Closed exalate-issue-sync[bot] closed 1 year ago
Pavel Pscheidl commented: Hello [~accountid:557058:c26fc9e0-bc6b-4b02-a1c7-7c9d53fb6d99], we're working on reproducing your issue. Could you please run H2O with assertions enabled ? From Python, you can do it by using the enable_assertions=True argument in the h2o.init(...) method.
This should produce a much more detailed output.
Thank you, Pavel
Pavel Pscheidl commented: Just a note. From the original script provided by [~accountid:557058:c26fc9e0-bc6b-4b02-a1c7-7c9d53fb6d99] ( [^train_model.py] ), the following code has been extracted:
{code:python} training_data = h2o.import_file("/home/pavel/training.csv")
if 'label' in training_data.names:
training_data['label'] = training_data['label'].asfactor()
else:
raise AttributeError("label {0} not found".format('label'))
estimator = h2o.estimators.deeplearning.H2ODeepLearningEstimator(hidden=[50, 50, 50, 50, 50],
activation='rectifier',
adaptive_rate=True,
balance_classes=True,
epochs=50,
shuffle_training_data=True,
score_each_iteration=True,
stopping_metric='auc',
stopping_rounds=5,
stopping_tolerance=.01,
use_all_factor_levels=False,
variable_importances=False,
export_weights_and_biases=True,
seed=200)
estimator.train(x=training_data.names[:-1], y=training_data.names[-1], training_frame=training_data)
{code}
This is a simplification over the script provided (the part with validation data was not triggered according to logs provided by the reporter).
Pavel Pscheidl commented: In Scope class, on line 47, there is a check for the key to be null. The problems occurs on the line before, where binary search is done. The null check should be done before the binary search ( int found = Arrays.binarySearch(arrkeep, key); ). However, this is not the root cause. Skipping after an empty key is found during exiting a scope does not prevent leaking memory.
We're waiting for the client to reproduce this behavior once again with assertions enabled as we're unable to reproduce the issue with the training data provided.
James Schneider commented: Console Output with enable assertions, I've also attached the java standard out from h2o, the standard err had no data.
Checking whether there is an H2O instance running at http://localhost:54321..... not found. Attempting to start a local H2O server... Java Version: openjdk version "1.8.0_151"; OpenJDK Runtime Environment (build 1.8.0_151-8u151-b12-0ubuntu0.16.04.2-b12); OpenJDK 64-Bit Server VM (build 25.151-b12, mixed mode) Starting server from /usr/local/lib/python2.7/dist-packages/h2o/backend/bin/h2o.jar Ice root: /tmp/tmpLPDDE6 JVM stdout: /tmp/tmpLPDDE6/h2o_ubuntu_started_from_python.out JVM stderr: /tmp/tmpLPDDE6/h2o_ubuntu_started_from_python.err Server is running at http://127.0.0.1:54321 Connecting to H2O server at http://127.0.0.1:54321... successful.

====

▶ [Work to do]:
A) Please translate this sentence from the H2O issue thread into Spanish: "This should produce a much more detailed output."
B) Pick up the H2O issue thread right after its final line of console output and write what comes next.

====

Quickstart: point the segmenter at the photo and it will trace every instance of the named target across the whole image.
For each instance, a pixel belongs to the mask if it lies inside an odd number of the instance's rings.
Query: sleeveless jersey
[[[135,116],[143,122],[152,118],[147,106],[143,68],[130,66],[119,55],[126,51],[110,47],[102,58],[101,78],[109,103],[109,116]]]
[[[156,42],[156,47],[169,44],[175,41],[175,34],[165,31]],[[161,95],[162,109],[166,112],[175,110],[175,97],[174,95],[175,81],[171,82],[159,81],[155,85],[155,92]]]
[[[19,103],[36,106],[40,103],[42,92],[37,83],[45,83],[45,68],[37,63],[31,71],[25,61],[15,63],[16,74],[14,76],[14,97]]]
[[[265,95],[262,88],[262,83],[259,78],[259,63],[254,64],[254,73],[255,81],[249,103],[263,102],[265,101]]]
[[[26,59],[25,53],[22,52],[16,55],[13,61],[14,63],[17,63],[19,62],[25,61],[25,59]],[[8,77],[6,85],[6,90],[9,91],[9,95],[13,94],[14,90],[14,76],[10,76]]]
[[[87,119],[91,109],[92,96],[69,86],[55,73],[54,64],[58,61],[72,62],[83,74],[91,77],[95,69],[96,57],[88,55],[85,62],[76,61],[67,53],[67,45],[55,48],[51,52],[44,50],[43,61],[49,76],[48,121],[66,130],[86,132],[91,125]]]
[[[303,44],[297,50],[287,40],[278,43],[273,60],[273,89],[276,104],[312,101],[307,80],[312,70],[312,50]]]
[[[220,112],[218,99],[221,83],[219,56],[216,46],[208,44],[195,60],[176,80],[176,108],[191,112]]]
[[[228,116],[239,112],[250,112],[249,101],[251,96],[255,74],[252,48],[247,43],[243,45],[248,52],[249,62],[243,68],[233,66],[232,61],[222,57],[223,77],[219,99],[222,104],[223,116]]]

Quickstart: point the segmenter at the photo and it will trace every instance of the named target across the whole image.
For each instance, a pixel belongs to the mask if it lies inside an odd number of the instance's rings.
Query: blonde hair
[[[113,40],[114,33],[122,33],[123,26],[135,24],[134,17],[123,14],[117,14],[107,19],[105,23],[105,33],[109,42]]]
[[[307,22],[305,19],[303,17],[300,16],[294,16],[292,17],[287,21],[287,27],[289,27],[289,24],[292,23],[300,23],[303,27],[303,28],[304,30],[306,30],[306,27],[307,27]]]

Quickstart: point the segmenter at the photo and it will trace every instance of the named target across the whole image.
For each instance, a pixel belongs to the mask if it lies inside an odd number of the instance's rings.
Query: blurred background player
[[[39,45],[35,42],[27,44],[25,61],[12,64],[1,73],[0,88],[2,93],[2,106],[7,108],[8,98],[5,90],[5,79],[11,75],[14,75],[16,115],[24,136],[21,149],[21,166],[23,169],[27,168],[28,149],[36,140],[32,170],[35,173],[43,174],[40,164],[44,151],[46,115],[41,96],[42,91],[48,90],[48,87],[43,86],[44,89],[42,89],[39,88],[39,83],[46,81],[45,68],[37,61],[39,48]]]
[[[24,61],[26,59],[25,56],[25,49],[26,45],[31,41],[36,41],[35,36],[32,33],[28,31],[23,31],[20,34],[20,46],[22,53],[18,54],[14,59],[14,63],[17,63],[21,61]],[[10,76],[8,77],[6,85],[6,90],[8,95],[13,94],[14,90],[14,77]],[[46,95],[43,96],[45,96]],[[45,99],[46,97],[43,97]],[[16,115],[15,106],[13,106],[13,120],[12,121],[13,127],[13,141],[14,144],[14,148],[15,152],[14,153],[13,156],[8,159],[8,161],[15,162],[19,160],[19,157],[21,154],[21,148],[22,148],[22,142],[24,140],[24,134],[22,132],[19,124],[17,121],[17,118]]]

====

▶ [Responses per task]:
A) Esto debería producir una salida mucho más detallada.

B)
H2O cluster uptime: 03 secs H2O cluster version: 3.16.0.3 H2O cluster version age: 16 days H2O cluster name: H2O_from_python_ubuntu_rralln H2O cluster total nodes: 1 H2O cluster free memory: 13.98 Gb H2O cluster total cores: 32 H2O cluster allowed cores: 32 H2O cluster status: accepting new members, healthy H2O connection url: http://127.0.0.1:54321 H2O connection proxy: H2O internal security: False H2O API Extensions: XGBoost, Algos, AutoML, Core V3, Core V4 Python version: 2.7.12 final
Parse progress: |█████████████████████████████████████████████████████████████████████████████| 100%
deeplearning Model Build progress: |██████████▉ (failed) | 18%
Traceback (most recent call last):
File "./project/python-scripts/scripts/runner.py", line 46, in
Pavel Pscheidl commented: We're actively working on this issue [~accountid:557058:c26fc9e0-bc6b-4b02-a1c7-7c9d53fb6d99]. Thank you for your help with such detailed output. It helps us a lot to reproduce your environment.
Pavel Pscheidl commented: The issue is only regarding big data with more partitions, e.g. it can be reproduced on our airlines_all.05p.csv from BigData (Laptop version).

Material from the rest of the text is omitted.